Task instructions - Reproduce every item below word for word, but leave the pictures out.

Record list -
____
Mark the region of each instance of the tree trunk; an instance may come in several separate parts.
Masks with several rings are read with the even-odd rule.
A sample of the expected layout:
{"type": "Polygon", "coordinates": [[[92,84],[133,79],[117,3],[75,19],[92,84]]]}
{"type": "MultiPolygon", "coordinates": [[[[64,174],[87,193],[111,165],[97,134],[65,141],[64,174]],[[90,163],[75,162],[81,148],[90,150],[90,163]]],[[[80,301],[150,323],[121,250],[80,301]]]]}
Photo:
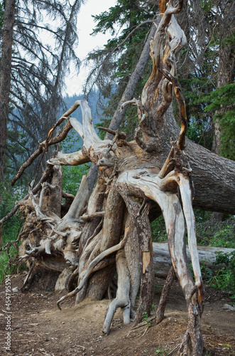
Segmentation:
{"type": "Polygon", "coordinates": [[[4,152],[7,137],[15,6],[16,0],[6,0],[5,2],[0,63],[0,182],[4,176],[4,152]]]}
{"type": "MultiPolygon", "coordinates": [[[[169,3],[151,41],[153,70],[141,98],[123,104],[137,106],[139,125],[134,142],[126,142],[124,133],[118,130],[112,140],[102,140],[93,127],[88,103],[76,102],[81,106],[82,123],[72,117],[70,123],[84,140],[82,150],[60,153],[48,163],[58,169],[58,165],[90,161],[94,164],[88,174],[91,178],[84,177],[62,219],[59,212],[43,210],[47,204],[41,204],[43,199],[48,201],[44,193],[47,187],[50,195],[51,181],[47,187],[43,185],[39,197],[34,197],[30,189],[30,199],[23,201],[21,208],[26,214],[29,210],[21,231],[25,241],[21,259],[36,258],[46,261],[52,269],[54,266],[62,271],[69,293],[58,301],[60,308],[65,299],[75,295],[76,303],[87,295],[100,298],[106,293],[111,297],[117,278],[116,298],[107,309],[104,323],[103,331],[108,334],[117,308],[123,310],[124,323],[130,322],[131,315],[138,323],[143,313],[150,313],[154,258],[149,216],[159,215],[161,210],[170,261],[188,308],[188,330],[180,348],[185,354],[191,343],[192,354],[202,355],[204,289],[192,204],[200,209],[234,214],[235,163],[185,138],[185,105],[175,64],[185,36],[174,17],[182,6],[182,0],[175,7],[169,3]],[[179,106],[180,131],[170,107],[173,91],[179,106]],[[97,167],[98,180],[92,192],[97,167]],[[187,255],[185,226],[195,279],[187,255]],[[77,286],[73,289],[75,284],[77,286]]],[[[57,182],[61,184],[58,177],[57,182]]],[[[173,276],[173,273],[168,278],[169,284],[173,276]]],[[[165,288],[165,294],[168,289],[165,288]]],[[[163,308],[160,315],[162,318],[163,308]]]]}

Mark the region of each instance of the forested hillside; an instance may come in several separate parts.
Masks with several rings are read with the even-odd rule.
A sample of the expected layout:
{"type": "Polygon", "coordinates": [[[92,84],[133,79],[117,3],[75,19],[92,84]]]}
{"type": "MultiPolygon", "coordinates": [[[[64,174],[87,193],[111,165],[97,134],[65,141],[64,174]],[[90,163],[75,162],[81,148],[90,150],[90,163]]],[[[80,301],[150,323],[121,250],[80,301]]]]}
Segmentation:
{"type": "Polygon", "coordinates": [[[1,8],[0,278],[51,282],[60,309],[110,300],[106,335],[118,308],[124,324],[161,323],[177,278],[179,355],[202,355],[204,286],[235,298],[234,250],[214,274],[197,249],[235,248],[234,4],[116,0],[94,16],[92,35],[111,38],[87,56],[84,93],[63,96],[82,2],[1,8]],[[149,320],[153,241],[172,266],[149,320]]]}

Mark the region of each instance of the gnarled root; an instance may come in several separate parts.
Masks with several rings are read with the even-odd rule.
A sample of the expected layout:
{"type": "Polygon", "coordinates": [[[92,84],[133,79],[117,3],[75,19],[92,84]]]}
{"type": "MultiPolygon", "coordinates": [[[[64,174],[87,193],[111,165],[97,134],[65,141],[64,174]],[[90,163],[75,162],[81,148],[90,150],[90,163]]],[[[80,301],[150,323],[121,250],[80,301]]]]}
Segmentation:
____
Task response -
Mark the region of each instance of the tree trunk; an instance may come in several separate parts.
Masks with several rings are read with the even-odd rule.
A sample of the expected layout:
{"type": "Polygon", "coordinates": [[[92,84],[133,79],[117,3],[75,19],[92,84]]]}
{"type": "MultiPolygon", "coordinates": [[[[64,174],[87,193],[111,165],[97,134],[65,141],[64,174]],[[90,163],[75,162],[81,148],[90,150],[90,163]]],[[[80,301],[150,323],[121,250],[80,301]]]]}
Photo:
Segmentation:
{"type": "Polygon", "coordinates": [[[4,152],[7,137],[15,6],[16,0],[6,0],[5,2],[0,63],[0,182],[4,176],[4,152]]]}
{"type": "MultiPolygon", "coordinates": [[[[169,3],[151,41],[153,70],[141,98],[123,104],[137,106],[139,125],[134,142],[126,142],[124,133],[118,130],[112,140],[102,140],[93,127],[88,103],[76,102],[81,106],[82,123],[72,117],[70,123],[84,140],[82,150],[60,153],[48,163],[58,169],[58,165],[90,161],[94,164],[88,174],[91,178],[84,177],[62,219],[59,212],[43,210],[47,204],[41,204],[43,199],[48,201],[44,193],[47,187],[50,195],[51,181],[47,187],[43,185],[39,197],[34,197],[30,189],[30,199],[23,201],[21,208],[26,214],[29,210],[21,231],[25,241],[21,259],[36,258],[46,261],[52,269],[54,266],[62,271],[69,293],[58,301],[60,308],[65,299],[75,295],[76,303],[87,295],[100,298],[106,293],[111,297],[117,278],[116,298],[107,309],[104,323],[103,331],[108,334],[117,308],[123,310],[124,323],[130,322],[131,315],[138,323],[143,313],[150,313],[154,258],[149,216],[159,215],[161,210],[170,261],[188,308],[188,330],[180,348],[185,354],[191,343],[192,354],[202,355],[204,289],[192,204],[200,209],[234,214],[235,163],[185,138],[185,105],[175,64],[185,36],[174,17],[182,6],[182,0],[175,7],[169,3]],[[179,106],[180,131],[170,107],[173,91],[179,106]],[[97,167],[98,180],[92,192],[97,167]],[[187,255],[185,226],[195,279],[187,255]],[[77,286],[73,289],[75,284],[77,286]]],[[[57,182],[61,184],[58,177],[57,182]]],[[[173,276],[173,273],[168,278],[169,284],[173,276]]],[[[165,288],[165,294],[168,289],[165,288]]],[[[163,308],[160,315],[162,318],[163,308]]]]}

Mark the region of each instance of the forested hillside; an instance may come in several separate parts.
Masks with several rings are read with the even-odd rule.
A sample of the expected layout:
{"type": "Polygon", "coordinates": [[[92,84],[133,79],[117,3],[75,19],[92,84]]]}
{"type": "MultiPolygon", "coordinates": [[[[64,174],[87,193],[111,165],[97,134],[65,141],[64,174]],[[90,163],[75,162],[81,148],[90,150],[90,163]]],[[[80,301],[150,323],[121,250],[80,301]]]]}
Segmentation:
{"type": "Polygon", "coordinates": [[[1,8],[0,278],[51,282],[60,309],[110,300],[106,335],[118,308],[124,324],[161,323],[177,278],[179,355],[202,355],[204,286],[235,298],[234,250],[214,274],[197,249],[235,248],[234,4],[116,0],[94,16],[92,35],[111,38],[87,56],[84,93],[63,96],[82,2],[1,8]],[[149,320],[153,241],[172,266],[149,320]]]}

Mark the region of each instance of the gnarled root; an instance may come in several separate parts.
Masks with several rings are read with the even-odd rule.
A sample of the expected layout:
{"type": "Polygon", "coordinates": [[[92,84],[133,79],[117,3],[75,19],[92,84]]]}
{"type": "MultiPolygon", "coordinates": [[[[64,174],[87,193],[111,165],[97,134],[65,141],[64,174]],[[90,163],[75,162],[81,148],[90,150],[90,163]]],[[[80,301],[150,323],[121,250],[80,301]]]]}
Segmentation:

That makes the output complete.